• _Goal_:
Output every entry exactly as written, skipping any pictures.

• _Given data_:

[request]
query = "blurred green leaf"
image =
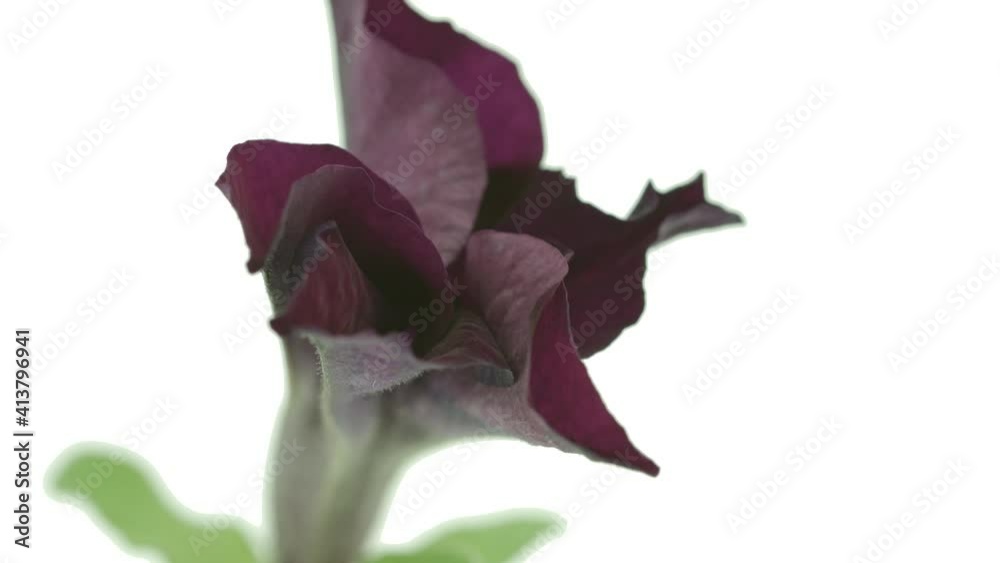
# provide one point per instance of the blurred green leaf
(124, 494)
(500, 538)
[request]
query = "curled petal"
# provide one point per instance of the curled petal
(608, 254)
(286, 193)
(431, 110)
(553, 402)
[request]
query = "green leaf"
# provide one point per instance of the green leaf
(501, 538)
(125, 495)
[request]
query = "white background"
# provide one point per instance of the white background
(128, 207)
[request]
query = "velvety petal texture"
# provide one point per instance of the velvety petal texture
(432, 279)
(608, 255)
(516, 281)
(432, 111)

• _Solution_:
[request]
query = "blurred green leaf"
image =
# provide one point per instance of the blurred green leaf
(124, 494)
(500, 538)
[request]
query = "curled petal"
# provide one point per instance of the curled petal
(608, 254)
(286, 193)
(431, 110)
(553, 402)
[request]
query = "green leaf"
# provide one point per instance of the green leaf
(501, 538)
(125, 495)
[request]
query = "white background"
# provide one point per instance of the white background
(128, 207)
[request]
query = "velvety petal texture"
# provide one point per instance of the velvety petal texture
(432, 279)
(608, 255)
(516, 281)
(432, 111)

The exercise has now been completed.